[[ MATERIAL PROVIDED open ]]
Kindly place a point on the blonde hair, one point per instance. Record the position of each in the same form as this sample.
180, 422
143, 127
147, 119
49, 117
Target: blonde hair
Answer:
[[ MATERIAL PROVIDED closed ]]
REQUIREMENT.
The listing above has to be repeated exactly, down to the last line.

TASK OUTPUT.
Kindly place a point on the blonde hair, one point per instance. Record the position of each in the same form as this sample.
180, 422
143, 127
147, 119
49, 117
Target: blonde hair
Answer:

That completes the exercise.